Monday, March 31, 2008

Is the Democratic mess handing the White House to McCain?

Every day, the Democratic nomination fight seems to get nastier. Both the Clinton and Obama campaigns are good at taking offense at everything the other (or their surrogates) has to say. I don't see any way for Hillary to get the nomination at this point and I consider that a good thing. The question is whether she is spoiling a golden opportunity for Democrats to take the presidency, which Republicans have dominated since the 1960s. I am of two minds about how to interpret this dogfight for the nomination while McCain gets to snipe from the sidelines.

On the one hand, the biggest complaint against Obama is that he doesn't have enough experience to be President. Clinton rightly points out that he has not yet faced the Republican Slime Machine (tm). Is she doing him a favor by allowing issues like his religion, his pastor, and his leadership qualities to be brought up? Its possible that getting some of these stories out now will make them "old news" by the time McCain's campaign tries to flog Obama with them in the fall.

On the other hand, McCain and his people can say: "See, even Democrats have problems with Obama." He also gets months to raise money while the Democratic candidates (who used to have a huge advantage) spend their money beating on each other.

As a Democrat, I am saddened to see my party so divided that in a recent poll, a number of Clinton and Obama supporters said they would support McCain in the fall if their candidate loses. If he were the McCain of the 2000 election, I might agree with them, but I am a lot more suspicious of the 2008 version.

6 comments:

Jim Leesch said...

Well, as someone who is far further from the Democratic Party than Belton, I have to say that McCain leaves me with a sick feeling in the pit of my stomach. The fact that he refuses to back down from this farce of an imperialist invasion in Iraq baffles me. The fact that he was miles better than Huckabee or Romney simply highlights why the Republican party is in such trouble.

What really bugs me, though, is that this strong fight between two candidates is universally seen as a bad thing, because what our system craves is a unified voice. Debate only hurts your party, so shut up and fall in line. We wind up talking about the stupidest parts of the candidates and thier campaigns. This is what marginalizes so many of us who are looking for intelligent discourse .

Tertius said...

I'm not a Democrat, so I don't necessarily have a problem w/a catfight in that party--seems to me the breast-beating over that is because there was not much of a fight over the nomination before, which is a pity--look who ran in 2004. The Democrats could have used a bit more Darwinism in selecting a presidential candidate then. I mean, they found someone who couldn't beat George W. Bush? That was truly a crime.

Even I couldn't vote for Kerry, and you don't have to be a part of the Republican Slime Machine to believe he was momzer who would have made a crappy President--which is why he didn't win. Believe me, I was LOOKING for reasons not to vote for Bush. It would be wise to bear James Carville's comments in mind after the last election. He basically said that the Party needed to quit whining and stop blaming the voters for its own failures to win, and to suck it up and field candidates and positions that will win elections.

Traditionally, Republican nomination fights are just as bad when there is no incumbent, and frankly, so are Democratic ones until relatively recent history. Republican Slime Machine? Gangsta, please: politics is politics, and NO party has a patent on dirty tricks. FDR? JFK? LBJ? Anyone? Anyone? Bueller? Anyone? Be your age.

Sure enough, the '06 elections, which many see as protest votes against the administration, produced the first Democratic House in 12 years and a split Senate, giving the lie to Belton's theory that, w/gerrymandering, Congress and the White House would be perpetually Republican.
+ + +
**Your task**
Rewrite the paragraph that begins "On the one hand" in the blog post about the 2008 Democratic nomination fight as a short bulleted list, keeping its main points.

**Available data**
+ + +
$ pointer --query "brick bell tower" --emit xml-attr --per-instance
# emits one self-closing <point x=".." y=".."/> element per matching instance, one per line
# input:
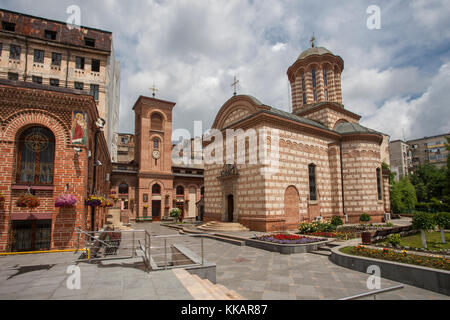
+ + +
**Exercise answer**
- The biggest complaint against Obama is that he lacks the experience to be President.
- Clinton rightly notes that he hasn't yet faced the "Republican Slime Machine."
- By letting issues like his religion, his pastor, and his leadership come up now, she may be doing him a favor.
- Getting these stories out early could make them "old news" by fall, when McCain's campaign might try to use them against him.